━━ Record extracts ━━

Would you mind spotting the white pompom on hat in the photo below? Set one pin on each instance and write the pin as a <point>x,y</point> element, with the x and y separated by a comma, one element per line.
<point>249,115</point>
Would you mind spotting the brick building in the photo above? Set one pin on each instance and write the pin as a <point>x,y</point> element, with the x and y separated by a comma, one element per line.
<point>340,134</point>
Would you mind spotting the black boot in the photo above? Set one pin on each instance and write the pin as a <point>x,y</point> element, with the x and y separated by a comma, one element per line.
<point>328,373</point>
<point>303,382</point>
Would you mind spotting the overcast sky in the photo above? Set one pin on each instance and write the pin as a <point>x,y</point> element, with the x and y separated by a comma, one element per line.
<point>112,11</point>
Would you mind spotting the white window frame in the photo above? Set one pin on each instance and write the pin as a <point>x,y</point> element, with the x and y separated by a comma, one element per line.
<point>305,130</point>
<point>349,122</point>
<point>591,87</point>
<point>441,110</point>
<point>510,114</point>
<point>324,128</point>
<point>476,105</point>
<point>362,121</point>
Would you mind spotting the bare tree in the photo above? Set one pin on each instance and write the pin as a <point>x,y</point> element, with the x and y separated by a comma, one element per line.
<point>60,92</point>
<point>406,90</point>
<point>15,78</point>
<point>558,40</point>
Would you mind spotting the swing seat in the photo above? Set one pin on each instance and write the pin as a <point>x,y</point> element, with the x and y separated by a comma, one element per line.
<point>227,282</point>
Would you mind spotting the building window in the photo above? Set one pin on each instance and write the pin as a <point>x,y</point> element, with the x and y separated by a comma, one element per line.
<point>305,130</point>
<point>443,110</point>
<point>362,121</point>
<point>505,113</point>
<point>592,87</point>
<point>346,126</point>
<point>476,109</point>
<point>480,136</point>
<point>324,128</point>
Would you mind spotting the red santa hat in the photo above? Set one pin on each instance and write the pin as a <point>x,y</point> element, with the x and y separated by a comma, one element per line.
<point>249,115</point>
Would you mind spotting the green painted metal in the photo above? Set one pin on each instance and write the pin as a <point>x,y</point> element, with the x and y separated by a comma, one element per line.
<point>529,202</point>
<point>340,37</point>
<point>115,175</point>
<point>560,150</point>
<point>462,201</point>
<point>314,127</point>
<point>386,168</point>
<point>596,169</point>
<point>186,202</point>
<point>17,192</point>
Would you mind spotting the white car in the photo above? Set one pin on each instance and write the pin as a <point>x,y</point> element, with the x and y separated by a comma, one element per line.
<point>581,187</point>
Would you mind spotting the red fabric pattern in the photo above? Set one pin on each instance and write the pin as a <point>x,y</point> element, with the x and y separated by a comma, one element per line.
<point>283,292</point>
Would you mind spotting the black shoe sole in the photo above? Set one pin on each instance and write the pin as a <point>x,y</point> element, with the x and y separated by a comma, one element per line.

━━━

→ **Exercise requirements**:
Go through the entries above and restate each one exactly.

→ **Exercise answer**:
Would you mind spotting the white pompom on hat in the photo below? Set one pin on each instance and write the pin as a <point>x,y</point> element, with the x and y separated by a comma, one element per line.
<point>249,115</point>
Would you mind spotting the brick building in the photo above? Set one pin on each instance and write the pin as a <point>x,y</point> element, with the x and y separated by a comma, one element per line.
<point>340,134</point>
Would you mind spotting the black boot in the photo above? Set one pin on each instance and write the pin as a <point>x,y</point> element, with the x and y separated by a comma, one element per line.
<point>328,373</point>
<point>303,382</point>
Would you mind spotting the overcast sky in the photo above? Set one pin on each instance and write the pin as a <point>x,y</point> element, with the x and y separated by a comma, one element per line.
<point>112,11</point>
Would you mind spotting the white window frame in the photo above? Set one pin on each instance and write the pin as a <point>x,y</point> element, with the x and y separated by a comma, one element per line.
<point>305,130</point>
<point>349,122</point>
<point>591,87</point>
<point>441,110</point>
<point>510,114</point>
<point>324,128</point>
<point>476,105</point>
<point>362,121</point>
Would you mind spotting the bare tree in the photo above? Set one pin on each instance and write the pin as a <point>x,y</point> element, with the x and y separated by a comma, one element per line.
<point>60,92</point>
<point>406,90</point>
<point>15,78</point>
<point>558,40</point>
Would you mind spotting the swing seat in the photo above? Set one pin on each instance and write the pin as a <point>x,y</point> element, with the x and y separated by a comma, one element per line.
<point>227,282</point>
Would you mind spotting the building window in the photo above? Set one pin on each instance and write the pin as a <point>x,y</point> element, with the x and y separated by a comma, one element per line.
<point>305,130</point>
<point>443,110</point>
<point>362,121</point>
<point>505,113</point>
<point>592,87</point>
<point>346,126</point>
<point>476,109</point>
<point>480,136</point>
<point>324,128</point>
Would you mind spotting the red santa hat in the photo above? Set one pin on each instance and write the pin as a <point>x,y</point> element, with the x and y separated by a comma, one element per line.
<point>249,115</point>
Would you mind spotting the green painted metal in the photo above? Set one pin on each instance and write the pin as a <point>x,y</point> element, with the x and y separated by a comma, one element per line.
<point>529,202</point>
<point>340,37</point>
<point>115,175</point>
<point>560,150</point>
<point>462,201</point>
<point>314,127</point>
<point>386,168</point>
<point>596,169</point>
<point>186,202</point>
<point>17,192</point>
Would you mind spotting the white car in the photo above? Set one pin on each instance and write the pin as a <point>x,y</point> element, with the x and y separated by a comma, one element per line.
<point>581,187</point>
Would you mind spotting the red fabric pattern in the photo above? Set one pin on each instance and write the pin as a <point>x,y</point> element, with the x and y separated by a comma, one element per line.
<point>283,292</point>
Would you mind spotting the black shoe sole in the photo above? Set one pin on each instance and write the pin as a <point>x,y</point> element, with the x and y separated by a comma, one element per line.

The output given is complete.